begin MATERIAL FOR THIS EXERCISE

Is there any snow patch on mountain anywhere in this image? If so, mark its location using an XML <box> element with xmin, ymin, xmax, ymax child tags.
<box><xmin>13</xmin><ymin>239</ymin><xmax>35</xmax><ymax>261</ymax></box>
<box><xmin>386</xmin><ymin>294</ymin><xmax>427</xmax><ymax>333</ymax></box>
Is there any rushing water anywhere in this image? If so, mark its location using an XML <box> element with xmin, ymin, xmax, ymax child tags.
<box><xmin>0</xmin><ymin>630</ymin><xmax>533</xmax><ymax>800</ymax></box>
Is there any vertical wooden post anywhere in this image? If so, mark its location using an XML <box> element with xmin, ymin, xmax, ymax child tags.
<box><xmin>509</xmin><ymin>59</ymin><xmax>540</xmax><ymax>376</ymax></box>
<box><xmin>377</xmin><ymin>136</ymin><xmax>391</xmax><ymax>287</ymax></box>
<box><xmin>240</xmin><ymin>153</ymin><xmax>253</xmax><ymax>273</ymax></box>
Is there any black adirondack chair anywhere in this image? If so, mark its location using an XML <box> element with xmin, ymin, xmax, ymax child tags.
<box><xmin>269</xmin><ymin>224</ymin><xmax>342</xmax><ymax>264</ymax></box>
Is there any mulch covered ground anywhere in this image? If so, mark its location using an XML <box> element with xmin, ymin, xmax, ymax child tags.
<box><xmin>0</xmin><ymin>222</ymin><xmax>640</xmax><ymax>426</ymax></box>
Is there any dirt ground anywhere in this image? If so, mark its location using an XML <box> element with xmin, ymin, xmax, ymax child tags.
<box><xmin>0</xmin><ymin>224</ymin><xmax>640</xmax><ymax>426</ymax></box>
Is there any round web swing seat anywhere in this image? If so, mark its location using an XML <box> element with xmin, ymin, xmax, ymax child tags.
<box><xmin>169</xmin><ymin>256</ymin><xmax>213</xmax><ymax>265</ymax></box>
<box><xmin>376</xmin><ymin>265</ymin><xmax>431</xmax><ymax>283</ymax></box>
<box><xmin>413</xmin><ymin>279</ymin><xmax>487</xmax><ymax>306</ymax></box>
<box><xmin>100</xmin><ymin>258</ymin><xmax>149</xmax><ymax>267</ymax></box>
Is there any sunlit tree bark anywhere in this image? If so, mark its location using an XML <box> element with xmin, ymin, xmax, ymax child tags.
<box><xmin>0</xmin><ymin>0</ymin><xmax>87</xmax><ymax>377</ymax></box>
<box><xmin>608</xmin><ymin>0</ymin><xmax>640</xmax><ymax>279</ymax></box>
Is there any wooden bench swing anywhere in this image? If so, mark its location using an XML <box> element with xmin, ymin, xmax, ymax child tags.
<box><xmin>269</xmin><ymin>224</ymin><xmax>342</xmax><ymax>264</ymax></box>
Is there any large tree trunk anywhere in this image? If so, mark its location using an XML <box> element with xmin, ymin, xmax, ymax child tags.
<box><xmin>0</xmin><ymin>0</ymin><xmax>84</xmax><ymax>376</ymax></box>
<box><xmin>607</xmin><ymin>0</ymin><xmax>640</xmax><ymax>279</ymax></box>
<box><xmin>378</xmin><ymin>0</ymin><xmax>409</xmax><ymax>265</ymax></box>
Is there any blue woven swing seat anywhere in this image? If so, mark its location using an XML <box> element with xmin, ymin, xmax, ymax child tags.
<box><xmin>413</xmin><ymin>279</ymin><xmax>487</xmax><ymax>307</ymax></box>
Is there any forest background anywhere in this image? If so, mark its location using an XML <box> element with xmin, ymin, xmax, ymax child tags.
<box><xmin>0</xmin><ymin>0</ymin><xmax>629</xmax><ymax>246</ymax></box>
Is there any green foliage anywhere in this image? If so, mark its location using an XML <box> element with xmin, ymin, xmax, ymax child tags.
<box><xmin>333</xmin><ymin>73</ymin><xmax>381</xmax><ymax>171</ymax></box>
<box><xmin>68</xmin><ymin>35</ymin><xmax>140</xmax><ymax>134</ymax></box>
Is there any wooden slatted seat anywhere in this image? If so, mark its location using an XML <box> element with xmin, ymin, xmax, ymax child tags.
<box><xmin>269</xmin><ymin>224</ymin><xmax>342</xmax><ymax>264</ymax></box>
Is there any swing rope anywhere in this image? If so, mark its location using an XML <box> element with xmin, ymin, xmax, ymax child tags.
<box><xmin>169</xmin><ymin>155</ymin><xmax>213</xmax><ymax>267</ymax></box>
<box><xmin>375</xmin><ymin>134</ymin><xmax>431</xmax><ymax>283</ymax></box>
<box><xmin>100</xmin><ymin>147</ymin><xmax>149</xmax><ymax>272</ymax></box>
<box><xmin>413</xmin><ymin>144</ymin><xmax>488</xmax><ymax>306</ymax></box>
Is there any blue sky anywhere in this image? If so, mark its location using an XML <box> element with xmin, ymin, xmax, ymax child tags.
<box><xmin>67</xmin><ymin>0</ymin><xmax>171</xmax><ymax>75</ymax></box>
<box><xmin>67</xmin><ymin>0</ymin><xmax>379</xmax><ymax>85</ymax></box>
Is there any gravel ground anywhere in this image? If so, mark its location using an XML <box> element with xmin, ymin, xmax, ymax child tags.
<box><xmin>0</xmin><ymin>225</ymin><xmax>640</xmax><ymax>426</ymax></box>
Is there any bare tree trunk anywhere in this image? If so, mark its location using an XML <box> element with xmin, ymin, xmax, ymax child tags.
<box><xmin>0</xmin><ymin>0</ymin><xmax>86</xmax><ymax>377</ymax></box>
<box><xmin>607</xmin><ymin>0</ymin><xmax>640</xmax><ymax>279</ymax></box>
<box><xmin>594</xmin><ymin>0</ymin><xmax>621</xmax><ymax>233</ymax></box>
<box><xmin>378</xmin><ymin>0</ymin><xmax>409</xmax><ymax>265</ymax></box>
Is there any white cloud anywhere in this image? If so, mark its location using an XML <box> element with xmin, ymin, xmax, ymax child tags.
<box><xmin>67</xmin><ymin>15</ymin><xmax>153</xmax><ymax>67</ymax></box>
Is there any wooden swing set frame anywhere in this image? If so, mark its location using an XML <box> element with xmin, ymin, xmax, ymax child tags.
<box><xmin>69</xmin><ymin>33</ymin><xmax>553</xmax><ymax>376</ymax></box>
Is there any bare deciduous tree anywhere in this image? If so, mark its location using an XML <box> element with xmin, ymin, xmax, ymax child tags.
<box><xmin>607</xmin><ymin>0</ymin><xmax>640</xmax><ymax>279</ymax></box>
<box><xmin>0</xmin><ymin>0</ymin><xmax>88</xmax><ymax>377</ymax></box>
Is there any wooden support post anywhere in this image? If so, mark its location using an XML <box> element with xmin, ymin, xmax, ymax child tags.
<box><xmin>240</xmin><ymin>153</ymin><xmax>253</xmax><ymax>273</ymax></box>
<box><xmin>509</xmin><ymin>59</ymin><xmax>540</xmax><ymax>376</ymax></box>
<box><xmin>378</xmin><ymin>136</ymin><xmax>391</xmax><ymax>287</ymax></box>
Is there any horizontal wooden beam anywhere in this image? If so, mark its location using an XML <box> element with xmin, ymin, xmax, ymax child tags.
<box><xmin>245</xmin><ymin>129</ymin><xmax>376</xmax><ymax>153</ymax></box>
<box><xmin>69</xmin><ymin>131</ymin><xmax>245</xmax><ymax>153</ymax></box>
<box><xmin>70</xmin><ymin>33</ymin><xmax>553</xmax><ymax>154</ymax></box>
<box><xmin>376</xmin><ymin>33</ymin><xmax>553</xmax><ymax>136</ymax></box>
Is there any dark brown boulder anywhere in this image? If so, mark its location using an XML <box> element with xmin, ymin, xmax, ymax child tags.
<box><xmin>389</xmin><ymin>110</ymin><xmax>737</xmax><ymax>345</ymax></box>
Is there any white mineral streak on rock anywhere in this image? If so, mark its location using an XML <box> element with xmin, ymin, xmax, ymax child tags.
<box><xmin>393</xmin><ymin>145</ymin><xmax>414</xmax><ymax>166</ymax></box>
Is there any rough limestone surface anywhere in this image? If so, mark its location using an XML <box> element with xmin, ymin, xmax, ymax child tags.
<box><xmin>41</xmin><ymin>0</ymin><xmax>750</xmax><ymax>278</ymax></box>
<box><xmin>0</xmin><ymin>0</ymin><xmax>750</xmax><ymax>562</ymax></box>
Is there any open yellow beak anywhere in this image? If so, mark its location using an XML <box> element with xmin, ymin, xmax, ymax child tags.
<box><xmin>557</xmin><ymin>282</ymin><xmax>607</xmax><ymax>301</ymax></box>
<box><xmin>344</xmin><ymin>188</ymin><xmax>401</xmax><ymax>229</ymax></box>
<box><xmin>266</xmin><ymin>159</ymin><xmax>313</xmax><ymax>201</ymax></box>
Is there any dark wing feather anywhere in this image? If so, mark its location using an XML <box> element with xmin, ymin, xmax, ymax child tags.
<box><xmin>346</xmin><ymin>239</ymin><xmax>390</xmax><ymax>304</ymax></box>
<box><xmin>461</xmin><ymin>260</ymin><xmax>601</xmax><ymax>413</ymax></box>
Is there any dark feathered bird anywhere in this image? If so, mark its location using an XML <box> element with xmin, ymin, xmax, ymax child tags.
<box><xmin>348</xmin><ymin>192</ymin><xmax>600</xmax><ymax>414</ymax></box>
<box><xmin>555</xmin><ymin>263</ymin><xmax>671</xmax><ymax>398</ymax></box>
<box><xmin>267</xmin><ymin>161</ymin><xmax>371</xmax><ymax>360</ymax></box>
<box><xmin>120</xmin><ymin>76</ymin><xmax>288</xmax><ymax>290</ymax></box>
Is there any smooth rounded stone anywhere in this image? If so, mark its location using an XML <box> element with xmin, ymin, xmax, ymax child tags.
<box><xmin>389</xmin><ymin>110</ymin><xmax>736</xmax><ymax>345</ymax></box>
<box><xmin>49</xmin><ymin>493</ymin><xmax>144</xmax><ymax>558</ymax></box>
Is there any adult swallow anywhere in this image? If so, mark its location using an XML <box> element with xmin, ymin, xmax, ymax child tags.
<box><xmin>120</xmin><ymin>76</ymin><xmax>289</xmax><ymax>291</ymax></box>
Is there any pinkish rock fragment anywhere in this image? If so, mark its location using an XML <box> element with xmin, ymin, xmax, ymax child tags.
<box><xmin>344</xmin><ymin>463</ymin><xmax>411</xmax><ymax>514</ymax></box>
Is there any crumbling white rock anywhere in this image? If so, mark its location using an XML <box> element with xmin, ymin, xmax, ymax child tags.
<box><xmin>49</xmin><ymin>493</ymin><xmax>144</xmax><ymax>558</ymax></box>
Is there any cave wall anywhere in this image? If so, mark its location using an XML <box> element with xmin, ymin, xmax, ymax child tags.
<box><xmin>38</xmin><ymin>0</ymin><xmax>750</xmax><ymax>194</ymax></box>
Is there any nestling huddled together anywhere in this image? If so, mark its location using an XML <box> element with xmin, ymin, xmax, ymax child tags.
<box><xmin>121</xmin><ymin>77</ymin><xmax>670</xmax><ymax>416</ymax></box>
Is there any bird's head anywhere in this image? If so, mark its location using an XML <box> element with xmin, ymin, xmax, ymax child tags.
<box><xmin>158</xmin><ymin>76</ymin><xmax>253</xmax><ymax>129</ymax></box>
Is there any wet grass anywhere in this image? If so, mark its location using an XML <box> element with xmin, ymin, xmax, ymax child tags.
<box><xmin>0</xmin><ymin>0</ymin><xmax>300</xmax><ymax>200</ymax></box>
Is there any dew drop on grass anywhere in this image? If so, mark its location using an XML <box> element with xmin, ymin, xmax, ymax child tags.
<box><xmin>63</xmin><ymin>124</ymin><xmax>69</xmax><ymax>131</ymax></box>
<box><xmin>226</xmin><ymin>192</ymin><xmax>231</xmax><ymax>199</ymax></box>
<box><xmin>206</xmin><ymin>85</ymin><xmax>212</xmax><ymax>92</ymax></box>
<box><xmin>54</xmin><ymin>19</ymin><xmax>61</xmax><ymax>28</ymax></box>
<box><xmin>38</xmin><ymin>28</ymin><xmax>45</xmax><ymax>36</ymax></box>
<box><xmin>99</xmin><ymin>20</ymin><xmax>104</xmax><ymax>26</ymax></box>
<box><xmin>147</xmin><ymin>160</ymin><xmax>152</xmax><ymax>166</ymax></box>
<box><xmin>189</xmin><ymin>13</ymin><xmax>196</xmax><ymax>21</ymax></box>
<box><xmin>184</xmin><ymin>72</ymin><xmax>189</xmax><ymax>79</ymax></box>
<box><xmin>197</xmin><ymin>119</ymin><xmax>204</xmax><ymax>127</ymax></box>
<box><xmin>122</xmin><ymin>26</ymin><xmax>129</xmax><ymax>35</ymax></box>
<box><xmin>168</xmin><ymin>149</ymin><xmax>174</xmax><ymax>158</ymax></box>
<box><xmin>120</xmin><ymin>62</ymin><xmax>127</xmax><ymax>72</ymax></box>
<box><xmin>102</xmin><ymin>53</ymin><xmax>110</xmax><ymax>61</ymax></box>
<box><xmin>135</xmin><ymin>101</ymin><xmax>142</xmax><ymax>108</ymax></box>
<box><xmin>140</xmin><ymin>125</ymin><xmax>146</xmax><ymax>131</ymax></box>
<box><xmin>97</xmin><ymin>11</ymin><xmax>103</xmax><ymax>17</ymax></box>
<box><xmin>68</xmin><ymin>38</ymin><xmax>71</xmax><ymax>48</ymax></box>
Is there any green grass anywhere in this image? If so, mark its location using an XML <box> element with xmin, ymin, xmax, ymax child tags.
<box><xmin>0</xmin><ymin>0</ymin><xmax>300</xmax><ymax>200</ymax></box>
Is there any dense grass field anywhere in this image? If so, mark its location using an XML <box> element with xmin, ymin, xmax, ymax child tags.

end MATERIAL FOR THIS EXERCISE

- WHAT THE TASK ASKS -
Return every line of the material above that contains the word "blue". Case counts, so match uppercase and lowercase letters precisely.

- COMPLETE ANSWER -
Is there any blue woven swing seat anywhere in this image? If so, mark its location using an XML <box> element with xmin, ymin, xmax, ymax child tags.
Is there any blue sky anywhere in this image? If so, mark its location using an XML <box> element with xmin, ymin, xmax, ymax child tags.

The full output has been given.